Problem:
Rescale the material below, from the line containing "Within the image above, at what position is the door knob?" through the line containing "[395,239,407,255]", both included. Repeat each of those lines, requests too, multiplying every bounding-box coordinate in the answers by 2.2 and rounding to whole numbers with halves rounded up.

──────── Data shown ────────

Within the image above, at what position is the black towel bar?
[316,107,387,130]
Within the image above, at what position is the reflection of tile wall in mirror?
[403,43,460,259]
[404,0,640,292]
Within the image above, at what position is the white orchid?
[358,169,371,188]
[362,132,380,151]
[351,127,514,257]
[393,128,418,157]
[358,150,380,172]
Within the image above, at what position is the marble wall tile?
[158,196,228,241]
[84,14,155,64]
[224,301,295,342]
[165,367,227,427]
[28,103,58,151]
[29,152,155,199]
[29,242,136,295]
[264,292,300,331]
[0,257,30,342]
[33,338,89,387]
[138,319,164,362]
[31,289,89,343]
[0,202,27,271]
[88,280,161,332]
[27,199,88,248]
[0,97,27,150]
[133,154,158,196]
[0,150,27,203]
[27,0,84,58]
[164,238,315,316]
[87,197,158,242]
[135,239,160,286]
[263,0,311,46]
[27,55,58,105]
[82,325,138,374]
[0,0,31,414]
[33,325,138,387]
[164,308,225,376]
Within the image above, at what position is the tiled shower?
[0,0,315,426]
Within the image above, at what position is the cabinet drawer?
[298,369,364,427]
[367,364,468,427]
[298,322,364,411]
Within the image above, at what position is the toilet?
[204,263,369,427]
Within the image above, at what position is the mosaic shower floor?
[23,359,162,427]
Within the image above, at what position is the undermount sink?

────────
──────── Data shown ────────

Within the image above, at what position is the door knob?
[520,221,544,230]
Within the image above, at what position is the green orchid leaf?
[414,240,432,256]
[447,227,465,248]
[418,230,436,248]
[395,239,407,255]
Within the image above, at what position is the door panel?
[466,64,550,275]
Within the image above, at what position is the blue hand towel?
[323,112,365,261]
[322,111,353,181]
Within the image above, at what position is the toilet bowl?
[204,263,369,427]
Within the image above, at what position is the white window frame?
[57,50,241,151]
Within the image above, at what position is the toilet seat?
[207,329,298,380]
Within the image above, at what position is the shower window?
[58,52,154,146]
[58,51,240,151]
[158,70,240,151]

────────

Exercise response:
Within the image above, at what position is the door knob?
[1144,486,1197,506]
Within the image above, at what position is the green orchid leaf?
[911,528,950,563]
[983,499,1023,546]
[920,506,959,546]
[869,526,895,561]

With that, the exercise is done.